[Image point grounding data]
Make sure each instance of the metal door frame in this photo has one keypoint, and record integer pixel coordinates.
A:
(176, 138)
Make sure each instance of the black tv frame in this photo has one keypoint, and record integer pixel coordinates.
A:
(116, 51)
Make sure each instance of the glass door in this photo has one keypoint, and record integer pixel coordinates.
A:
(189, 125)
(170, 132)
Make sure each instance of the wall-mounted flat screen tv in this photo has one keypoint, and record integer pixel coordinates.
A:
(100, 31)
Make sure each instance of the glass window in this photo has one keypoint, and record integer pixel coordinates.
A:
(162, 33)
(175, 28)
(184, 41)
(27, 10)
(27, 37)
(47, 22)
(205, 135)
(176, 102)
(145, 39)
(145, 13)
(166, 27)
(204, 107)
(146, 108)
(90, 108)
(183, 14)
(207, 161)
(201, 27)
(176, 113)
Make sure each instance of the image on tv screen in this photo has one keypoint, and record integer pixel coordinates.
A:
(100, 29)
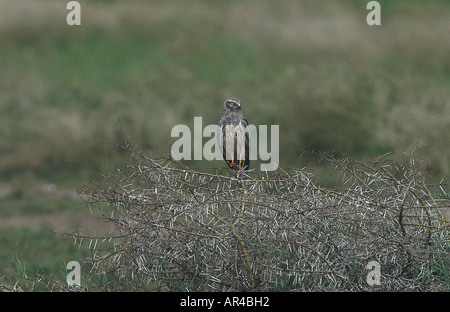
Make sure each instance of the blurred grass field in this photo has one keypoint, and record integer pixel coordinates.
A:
(332, 83)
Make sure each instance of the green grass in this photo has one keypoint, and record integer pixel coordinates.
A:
(331, 82)
(33, 252)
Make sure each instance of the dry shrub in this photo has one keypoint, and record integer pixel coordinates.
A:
(184, 229)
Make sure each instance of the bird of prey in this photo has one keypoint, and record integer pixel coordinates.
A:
(234, 139)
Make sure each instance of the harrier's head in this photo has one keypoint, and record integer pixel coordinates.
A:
(232, 104)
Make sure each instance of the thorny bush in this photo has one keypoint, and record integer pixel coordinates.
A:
(186, 229)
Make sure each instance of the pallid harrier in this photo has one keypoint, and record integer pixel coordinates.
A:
(233, 136)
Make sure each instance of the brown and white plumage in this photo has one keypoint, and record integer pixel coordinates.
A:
(234, 138)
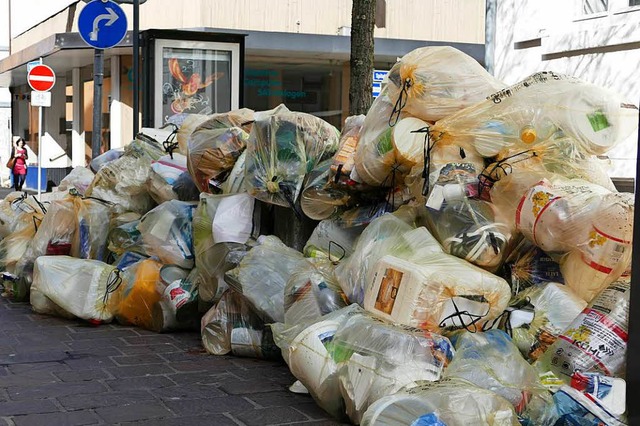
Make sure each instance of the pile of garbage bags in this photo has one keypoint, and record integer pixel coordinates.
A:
(469, 261)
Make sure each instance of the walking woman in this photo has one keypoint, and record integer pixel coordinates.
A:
(20, 156)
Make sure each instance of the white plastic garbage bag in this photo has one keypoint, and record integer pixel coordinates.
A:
(78, 286)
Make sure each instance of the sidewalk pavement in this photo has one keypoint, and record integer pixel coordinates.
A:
(60, 372)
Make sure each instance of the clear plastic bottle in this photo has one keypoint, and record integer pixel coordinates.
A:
(596, 341)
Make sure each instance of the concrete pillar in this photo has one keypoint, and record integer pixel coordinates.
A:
(115, 109)
(77, 133)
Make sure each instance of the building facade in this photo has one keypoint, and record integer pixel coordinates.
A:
(596, 40)
(296, 52)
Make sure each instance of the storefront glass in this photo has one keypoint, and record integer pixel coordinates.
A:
(312, 89)
(196, 78)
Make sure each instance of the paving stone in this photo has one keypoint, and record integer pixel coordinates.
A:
(33, 357)
(82, 375)
(209, 419)
(132, 412)
(195, 391)
(53, 390)
(105, 399)
(152, 339)
(162, 348)
(107, 344)
(270, 416)
(111, 334)
(238, 387)
(16, 408)
(75, 418)
(201, 378)
(312, 410)
(140, 370)
(139, 383)
(40, 372)
(280, 399)
(87, 361)
(196, 407)
(138, 359)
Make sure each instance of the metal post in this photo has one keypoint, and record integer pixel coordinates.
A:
(98, 77)
(39, 152)
(633, 346)
(490, 36)
(136, 67)
(39, 149)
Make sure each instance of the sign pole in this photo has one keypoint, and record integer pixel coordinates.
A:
(40, 150)
(98, 78)
(39, 153)
(136, 67)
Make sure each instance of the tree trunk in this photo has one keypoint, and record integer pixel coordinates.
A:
(363, 15)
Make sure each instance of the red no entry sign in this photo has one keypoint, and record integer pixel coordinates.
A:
(41, 78)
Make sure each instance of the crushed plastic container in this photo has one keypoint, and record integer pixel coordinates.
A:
(596, 341)
(491, 361)
(233, 326)
(451, 402)
(537, 315)
(262, 276)
(80, 287)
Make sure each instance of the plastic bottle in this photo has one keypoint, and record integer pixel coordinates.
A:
(596, 341)
(607, 253)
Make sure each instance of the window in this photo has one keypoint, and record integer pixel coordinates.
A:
(595, 6)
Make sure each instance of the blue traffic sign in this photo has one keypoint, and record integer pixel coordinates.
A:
(102, 24)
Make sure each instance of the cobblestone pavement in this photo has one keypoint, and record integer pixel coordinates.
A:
(60, 372)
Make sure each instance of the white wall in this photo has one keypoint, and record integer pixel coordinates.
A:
(28, 13)
(536, 35)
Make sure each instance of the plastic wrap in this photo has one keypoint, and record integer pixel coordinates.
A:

PROBLEM REQUIREMENTS:
Please set down the records above verbatim, with each picture left out.

OUTPUT OF THE TASK:
Make sure each instance of the metal door frame in this photo has one keypoint, and record integer pixel coordinates.
A:
(176, 138)
Make sure each instance of the black tv frame in this photo has one keypoint, and record integer pixel coordinates.
A:
(116, 51)
Make sure each instance of the glass door in this photo has one keypoint, and record integer pixel coordinates.
A:
(189, 125)
(170, 132)
Make sure each instance of the wall-mounted flat screen tv in this photo has one keypoint, and record integer pixel coordinates.
A:
(100, 31)
Make sure each instance of the glass window in this photo has one keypoint, and record integer pixel coordinates.
A:
(162, 33)
(175, 28)
(184, 41)
(27, 10)
(27, 37)
(47, 22)
(205, 135)
(176, 102)
(145, 39)
(145, 13)
(166, 27)
(204, 107)
(146, 108)
(90, 108)
(183, 14)
(207, 161)
(201, 27)
(176, 113)
Make sure each instance of the image on tv screen in this photo has one keypoint, and record integer pixel coordinates.
A:
(100, 29)
Make sure each instance of the blurred grass field in this photo has one keypoint, and record integer pixel coordinates.
A:
(332, 83)
Make sure each instance of the green grass in this photo has one keypoint, and record integer pixel coordinates.
A:
(331, 82)
(33, 252)
Make sure each instance of the dry shrub in this photo has one keypoint, and record integer pixel coordinates.
A:
(184, 229)
Make sure each instance of the bird of prey in this photo has one keypoint, and record integer pixel coordinates.
A:
(234, 139)
Make sure each instance of the harrier's head in this photo has one keypoint, and record integer pixel coordinates.
A:
(232, 104)
Make sure each instance of the thorny bush in this photo has one keypoint, and record integer pixel coordinates.
A:
(186, 229)
Make sure each instance of the pallid harrier in this photo has one keypoint, and record integer pixel coordinates.
A:
(233, 136)
Make sure each instance of the brown and white plumage in this photo has one keypoint, and record integer pixel coordinates.
A:
(234, 138)
Make sure each instance of the pile of garbage bags in this photo has one keypoint, and record integer pixel coordinates.
A:
(469, 261)
Make sure each instance of the walking woman in this photo has one keypoint, and record integer pixel coordinates.
A:
(20, 156)
Make sure each instance of the white plastic garbage bag in this photo has one keypoint, and record integer pixel coordinates.
A:
(78, 286)
Make sure each instance of the sidewalk pavement in this photo has one keypoint, and record integer pixel coordinates.
A:
(60, 372)
Make sure each instance of the clear plastic bottle in this photo has one keypoint, and record integer pixel coordinates.
A:
(596, 341)
Make sure each instance of the concrete pillar in this photo has one keypoint, and record integer pixel coordinates.
A:
(115, 109)
(77, 133)
Make sure each instance of the building facade in this photo has one keypoint, and record integer pixel coordinates.
A:
(596, 40)
(296, 52)
Make sure each instance of the storefront glass in this photo has one keypoint, and record integer pixel coordinates.
A:
(312, 89)
(196, 78)
Make sure each instance of the paving stone in this photo has one keypoint, and record integer pixel coordinates.
A:
(33, 357)
(82, 375)
(209, 419)
(132, 412)
(195, 391)
(53, 390)
(105, 399)
(152, 339)
(162, 348)
(107, 344)
(270, 416)
(111, 334)
(238, 387)
(16, 408)
(75, 418)
(201, 378)
(312, 410)
(140, 370)
(139, 383)
(40, 372)
(280, 399)
(87, 361)
(196, 407)
(138, 359)
Make sure each instance of the metal post in this photo has one keypoint, and record integer pixel coordinates.
A:
(98, 77)
(39, 152)
(633, 346)
(490, 36)
(136, 67)
(39, 149)
Make sure each instance of the sign pole in this photo has one keypoint, and record integer pixel coordinates.
A:
(40, 150)
(98, 78)
(39, 153)
(136, 67)
Make sure each instance of the tree trunk in this photo has one keypoint, and record integer pixel coordinates.
A:
(363, 15)
Make sure each instance of the red no entry sign in this photo has one keypoint, and record integer pixel coordinates.
A:
(41, 78)
Make sure each instance of the crushed plastic container in this photo has one keypoint, and record integer pixel coordinates.
A:
(596, 341)
(491, 361)
(233, 326)
(451, 402)
(537, 315)
(262, 276)
(80, 287)
Make sure each instance of the plastic bottle in this photo has one keypoint, and record integer pixel coordinates.
A:
(596, 341)
(607, 253)
Make sure each instance of the window in this photo has one keypoint, and record integer pixel coordinates.
A:
(595, 6)
Make sure each instance of the blue traffic sign in this photo has one keypoint, and record integer pixel coordinates.
A:
(102, 24)
Make sure each instance of the cobblestone pavement in this photo has one keypoint, and record integer pixel coordinates.
A:
(60, 372)
Make sure each instance of the white wall in this photo has one keypoint, and record integer pixel coordinates.
A:
(28, 13)
(536, 35)
Make sure each instance of the plastic wrap in this photo has one keypoint, and record integer pixel coordinates.
A:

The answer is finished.